▸ **Provided passage**
Research conducted by the Fairfax County Police Department in 2017 found that it takes approximately 18 months and $95,000 to train a new digital forensic examiner to proficiency and supply them with the necessary equipment and licenses.
Finally, cybercrime has created prosecutorial and sentencing problems for criminal investigations that go beyond outdated legislation; offenders can be anywhere and any age. A 2017 report by the UK’s National Crime Agency found that 61% of hackers began hacking before the age of 16 and the average age of those arrested for malicious hacking was 17.
“There have been calls by experts in the field to revise and reform the current 1990 Computer Misuse Act, seeking to improve the way we investigate and prosecute cases of cybercrime. Specifically, around dealing with offenders who are minors and providing better guidance for prosecutors and sentencing courts,” says Newman.
On the Horizon
As cybercrimes grow in ubiquity, the stigma of reporting them will decrease, causing the number of reported cybercrimes to rise. Evidence of the growing threat will trigger legislative changes.
“Reporting cybercrime drives policy making at Governmental level, which will ultimately help law enforcement agencies and companies deal with the threat cybercrime poses,” argues Newman, who cites the EU’s recently passed Cyber Security Act as an example.
New laws equivalent to existing anti-money laundering legislation may require companies to keep electronic logs and to retain data for a specific time period. They could further require that data-sharing methods between companies and LEAs are standardized, that companies supply evidence to LEAs in non-proprietary formats and could ban companies from charging fees to produce evidence.
Future cybercrime investigations will likely feature more collaboration between different LEAs and between countries, organizations, private companies and members of the public in receipt of a growing number of cyber-attacks.
INTERPOL, which plans to establish a secure collaboration platform for law enforcement to share operational information, says: “Public-private partnerships are key to investigating cybercrime.”
LEAs will increasingly adopt new technology like AI, cloud analyzer tools, facial recognition technology, big data and machine learning, and cyber-training that was unheard of five years ago will probably be absorbed into regular training.
Further into the future, new technology could unlock hidden secrets in contemporary digital forensic evidence to solve tomorrow’s cold cases, providing that evidence is preserved.
“It’s like back in the day when they knew DNA was coming, so they’d collect things that might have it, but they couldn’t do anything with it right then and there,” explains lieutenant Hooke.
“The value of the data is not always readily apparent, but if we don’t have all this data in a way that is legacy-proof and easily accessible in 20 or 30 years, we are really doing a disservice to cold case investigators in the future. I think that both private industry and law enforcement are moving towards that.”

▸ **Records shown**

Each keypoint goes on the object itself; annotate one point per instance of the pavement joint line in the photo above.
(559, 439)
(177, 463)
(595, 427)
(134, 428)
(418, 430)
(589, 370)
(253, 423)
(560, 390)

▸ **Exercise instructions**
**A)** Quote the part of the cybercrime article that opens with the words containing "Research conducted by" and closes with "hacking was 17.".
**B)** In the cybercrime article, what percentage of hackers began hacking before the age of 16, according to the 2017 report by the UK's National Crime Agency?

▸ **Responses in order**
**A)**
Research conducted by the Fairfax County Police Department in 2017 found that it takes approximately 18 months and $95,000 to train a new digital forensic examiner to proficiency and supply them with the necessary equipment and licenses.
Finally, cybercrime has created prosecutorial and sentencing problems for criminal investigations that go beyond outdated legislation; offenders can be anywhere and any age. A 2017 report by the UK’s National Crime Agency found that 61% of hackers began hacking before the age of 16 and the average age of those arrested for malicious hacking was 17.

**B)** 61%